[A block of data]
══════════════════════════════

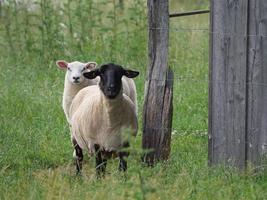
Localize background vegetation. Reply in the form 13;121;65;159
0;0;267;199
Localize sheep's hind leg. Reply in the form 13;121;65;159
72;139;83;175
118;143;130;172
94;144;107;178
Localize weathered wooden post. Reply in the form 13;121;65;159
246;0;267;165
209;0;267;168
209;0;248;168
142;0;173;165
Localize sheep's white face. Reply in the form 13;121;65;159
56;60;97;84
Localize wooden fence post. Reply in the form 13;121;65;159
209;0;248;168
247;0;267;165
142;0;173;165
209;0;267;168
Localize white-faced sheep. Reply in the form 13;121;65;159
56;60;98;122
70;63;139;175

══════════════════════════════

* [Problem]
Write out the material above again with "Locate" in place of every "Localize" and all else unchanged. Leave the pictures out.

* [Response to this exercise]
Locate background vegetation. Reply in the form 13;121;65;159
0;0;267;199
Locate sheep's hind leg. Reply in the form 13;121;65;159
72;139;83;175
118;143;130;172
94;144;107;178
Locate weathered wooden post. Reply in the form 13;121;65;159
246;0;267;165
209;0;267;168
209;0;248;168
142;0;173;165
Locate sheep's white face. Reply in the form 13;121;65;159
56;60;97;84
Locate wooden fence post. Reply in the form 13;121;65;159
209;0;248;168
247;0;267;165
142;0;173;165
209;0;267;168
Locate white-faced sheep. Reply in the form 13;121;65;159
56;60;98;122
70;63;139;175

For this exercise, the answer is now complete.